Text provided —
===
In part one, we explored a history of global trade to gain a perspective on its current state. Since 1950, trade volumes have increased from US $62 billion to as much as $19.4 trillion in 2018 before dipping to $17.5 trillion in 2020 during COVID-19 lockdowns. Like trade itself, trade finance dates back over two millennia and provides opportunities for working capital for both buyers and sellers. It is commonly estimated that 80% of global trade involves some form of trade finance.

The Importance of Trade Finance

For hundreds of years, banks have filled the void of shipping time in transit through trade finance. During critical times, trade finance may decline as it did during COVID-19, particularly in developing countries and with small to medium-sized enterprises (SMEs). However, the demand for finance only rose in the last couple of years amidst the pressures of the pandemic.

Trade finance has grown to represent a significant portion of trade volumes, estimated at around 80%. It is a low-risk source of funding and sees over US $10 trillion in annual flows (WEF, 2020). It is easy to conclude that international commerce would become hobbled without the intricate support of this financial system. Yet, a large portion of businesses, the SMEs, do not have access to it.

What is the Secondary Market?

Through its monetary policies, a country’s central bank places limitations on how much capital a commercial bank may lend out. The standard formula historically dictated that a bank may lend the amount of deposits it has on its balance sheet minus a certain amount held aside in cash reserves, which typically ranges from 0–10% in the US. The actual lending formula is more complex and includes factors such as a bank’s portfolio risk, number of transactions, and its overall health. Simply stated, there are limits to how much in loans outstanding a bank can have at any time.

Because of these limitations, banks have developed corresponding and partner bank relationships throughout the years. In trade finance, an issuing bank typically works with the buyer in a trade deal to issue a financial instrument, such as a Letter of Credit (L/C) or bank guarantee, that will provide assurances (with recourse or without recourse) to the seller. As the issuing bank accumulates a certain volume of these instruments, they may look to off-load them from their balance sheet as they creep toward their lending thresholds.
===
Work request 1 — List every dollar amount that appears in the trade finance text.
Work request 2 — Copy the part of the trade finance text from "Trade finance has" up to and including "access to it.", word for word.

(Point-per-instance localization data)
===
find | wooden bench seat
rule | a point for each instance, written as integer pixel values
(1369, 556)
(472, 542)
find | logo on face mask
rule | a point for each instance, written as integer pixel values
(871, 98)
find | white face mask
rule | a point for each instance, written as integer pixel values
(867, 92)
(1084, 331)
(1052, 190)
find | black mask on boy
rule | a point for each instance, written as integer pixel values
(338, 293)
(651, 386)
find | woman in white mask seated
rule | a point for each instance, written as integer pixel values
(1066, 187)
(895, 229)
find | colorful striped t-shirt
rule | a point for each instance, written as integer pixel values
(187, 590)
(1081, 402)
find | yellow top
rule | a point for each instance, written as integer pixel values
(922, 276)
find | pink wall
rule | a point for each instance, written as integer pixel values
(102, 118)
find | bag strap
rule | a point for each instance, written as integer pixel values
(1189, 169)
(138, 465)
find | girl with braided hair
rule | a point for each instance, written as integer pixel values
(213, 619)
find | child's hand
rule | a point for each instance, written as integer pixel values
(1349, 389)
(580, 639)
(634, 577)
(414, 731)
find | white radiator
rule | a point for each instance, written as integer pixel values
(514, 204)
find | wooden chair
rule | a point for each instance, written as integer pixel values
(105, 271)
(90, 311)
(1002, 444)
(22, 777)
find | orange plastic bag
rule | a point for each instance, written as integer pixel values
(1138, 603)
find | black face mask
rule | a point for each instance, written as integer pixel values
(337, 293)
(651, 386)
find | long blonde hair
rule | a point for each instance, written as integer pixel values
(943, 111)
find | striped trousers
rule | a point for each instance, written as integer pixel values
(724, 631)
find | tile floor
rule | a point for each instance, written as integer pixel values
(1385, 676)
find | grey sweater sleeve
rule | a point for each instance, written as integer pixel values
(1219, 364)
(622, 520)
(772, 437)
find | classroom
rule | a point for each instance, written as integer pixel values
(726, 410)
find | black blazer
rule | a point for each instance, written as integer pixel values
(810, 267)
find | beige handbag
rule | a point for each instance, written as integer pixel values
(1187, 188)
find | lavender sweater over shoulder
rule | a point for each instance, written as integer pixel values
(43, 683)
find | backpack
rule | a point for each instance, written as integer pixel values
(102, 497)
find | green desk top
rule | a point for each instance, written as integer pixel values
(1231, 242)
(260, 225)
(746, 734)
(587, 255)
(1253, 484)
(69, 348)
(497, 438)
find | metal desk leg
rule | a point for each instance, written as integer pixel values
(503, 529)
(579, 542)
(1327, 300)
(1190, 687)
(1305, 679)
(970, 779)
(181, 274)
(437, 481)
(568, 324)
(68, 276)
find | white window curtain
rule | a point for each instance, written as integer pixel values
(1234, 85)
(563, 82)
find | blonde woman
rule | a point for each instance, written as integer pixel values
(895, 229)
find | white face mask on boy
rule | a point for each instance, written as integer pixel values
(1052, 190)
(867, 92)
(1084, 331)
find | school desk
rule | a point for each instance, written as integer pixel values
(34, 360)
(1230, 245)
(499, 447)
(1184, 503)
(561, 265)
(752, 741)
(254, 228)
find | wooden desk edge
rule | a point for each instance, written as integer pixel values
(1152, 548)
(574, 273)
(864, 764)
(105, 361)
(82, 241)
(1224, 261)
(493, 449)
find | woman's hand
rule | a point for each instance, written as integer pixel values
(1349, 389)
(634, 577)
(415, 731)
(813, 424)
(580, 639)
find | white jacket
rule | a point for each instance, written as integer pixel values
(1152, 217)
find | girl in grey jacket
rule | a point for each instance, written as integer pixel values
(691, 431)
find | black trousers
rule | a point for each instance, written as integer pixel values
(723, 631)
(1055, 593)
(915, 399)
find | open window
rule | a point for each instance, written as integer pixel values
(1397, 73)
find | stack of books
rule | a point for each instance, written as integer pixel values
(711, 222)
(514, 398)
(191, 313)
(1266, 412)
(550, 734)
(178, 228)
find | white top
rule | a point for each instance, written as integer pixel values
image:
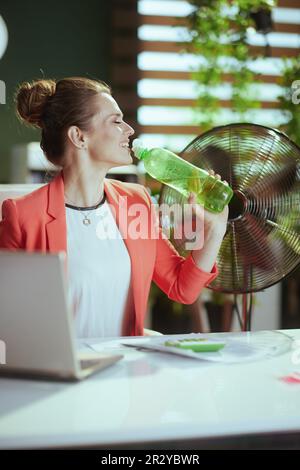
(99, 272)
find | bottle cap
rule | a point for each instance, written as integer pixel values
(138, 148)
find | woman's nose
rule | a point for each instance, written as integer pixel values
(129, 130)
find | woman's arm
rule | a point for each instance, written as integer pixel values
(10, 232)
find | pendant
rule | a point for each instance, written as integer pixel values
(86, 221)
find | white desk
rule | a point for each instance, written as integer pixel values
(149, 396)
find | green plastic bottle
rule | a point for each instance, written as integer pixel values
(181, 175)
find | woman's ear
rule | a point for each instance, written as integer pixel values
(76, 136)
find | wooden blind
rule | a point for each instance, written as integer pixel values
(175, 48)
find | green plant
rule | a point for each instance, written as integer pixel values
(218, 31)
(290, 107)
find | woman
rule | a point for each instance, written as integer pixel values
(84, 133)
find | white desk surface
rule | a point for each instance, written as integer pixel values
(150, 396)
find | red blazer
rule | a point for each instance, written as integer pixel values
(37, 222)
===
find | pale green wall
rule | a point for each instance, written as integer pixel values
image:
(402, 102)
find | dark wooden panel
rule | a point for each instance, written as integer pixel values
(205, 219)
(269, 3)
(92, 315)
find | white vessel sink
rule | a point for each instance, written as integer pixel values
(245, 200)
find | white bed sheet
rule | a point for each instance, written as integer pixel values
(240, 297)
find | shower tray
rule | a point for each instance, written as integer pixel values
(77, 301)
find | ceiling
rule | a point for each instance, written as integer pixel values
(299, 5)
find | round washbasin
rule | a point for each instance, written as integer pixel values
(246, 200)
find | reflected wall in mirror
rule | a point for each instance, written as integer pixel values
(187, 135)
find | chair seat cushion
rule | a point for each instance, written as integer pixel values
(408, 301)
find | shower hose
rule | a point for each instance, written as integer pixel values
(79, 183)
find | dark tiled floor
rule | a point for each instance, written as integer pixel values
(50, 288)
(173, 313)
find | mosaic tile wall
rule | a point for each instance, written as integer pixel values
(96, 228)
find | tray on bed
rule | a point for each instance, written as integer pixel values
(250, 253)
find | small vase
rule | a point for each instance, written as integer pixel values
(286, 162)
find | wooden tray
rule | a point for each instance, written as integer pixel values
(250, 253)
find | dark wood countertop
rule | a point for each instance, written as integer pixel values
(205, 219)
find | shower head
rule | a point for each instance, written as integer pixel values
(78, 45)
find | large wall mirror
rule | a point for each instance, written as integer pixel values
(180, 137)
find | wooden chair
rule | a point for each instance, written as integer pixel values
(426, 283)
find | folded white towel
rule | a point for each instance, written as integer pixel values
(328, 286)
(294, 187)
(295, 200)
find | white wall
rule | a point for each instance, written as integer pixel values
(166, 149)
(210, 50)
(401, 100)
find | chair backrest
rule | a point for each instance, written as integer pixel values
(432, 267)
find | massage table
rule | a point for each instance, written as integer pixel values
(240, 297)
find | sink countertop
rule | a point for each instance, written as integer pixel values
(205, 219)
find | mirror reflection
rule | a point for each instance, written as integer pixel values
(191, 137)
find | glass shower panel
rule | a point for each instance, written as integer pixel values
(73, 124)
===
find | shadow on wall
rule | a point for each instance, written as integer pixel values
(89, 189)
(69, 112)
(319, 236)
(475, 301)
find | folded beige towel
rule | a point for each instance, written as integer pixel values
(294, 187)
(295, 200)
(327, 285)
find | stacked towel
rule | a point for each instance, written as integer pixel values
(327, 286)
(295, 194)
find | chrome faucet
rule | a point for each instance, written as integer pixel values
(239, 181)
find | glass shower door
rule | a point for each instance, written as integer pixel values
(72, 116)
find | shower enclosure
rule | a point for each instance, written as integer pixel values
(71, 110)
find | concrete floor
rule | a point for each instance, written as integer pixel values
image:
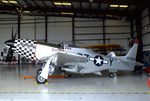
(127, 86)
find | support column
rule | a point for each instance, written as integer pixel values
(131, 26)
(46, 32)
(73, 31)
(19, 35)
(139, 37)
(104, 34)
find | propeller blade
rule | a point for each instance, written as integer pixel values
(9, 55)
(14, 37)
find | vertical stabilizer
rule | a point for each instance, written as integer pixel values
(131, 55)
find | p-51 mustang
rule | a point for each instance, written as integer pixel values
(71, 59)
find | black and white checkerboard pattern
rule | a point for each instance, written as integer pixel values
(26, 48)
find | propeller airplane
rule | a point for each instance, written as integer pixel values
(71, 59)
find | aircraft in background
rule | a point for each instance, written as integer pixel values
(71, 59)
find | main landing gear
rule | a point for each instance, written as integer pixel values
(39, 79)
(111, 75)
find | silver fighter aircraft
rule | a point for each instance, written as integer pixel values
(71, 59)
===
Solution 1 —
US $62 billion
$19.4 trillion
$17.5 trillion
US $10 trillion

Solution 2 —
Trade finance has grown to represent a significant portion of trade volumes, estimated at around 80%. It is a low-risk source of funding and sees over US $10 trillion in annual flows (WEF, 2020). It is easy to conclude that international commerce would become hobbled without the intricate support of this financial system. Yet, a large portion of businesses, the SMEs, do not have access to it.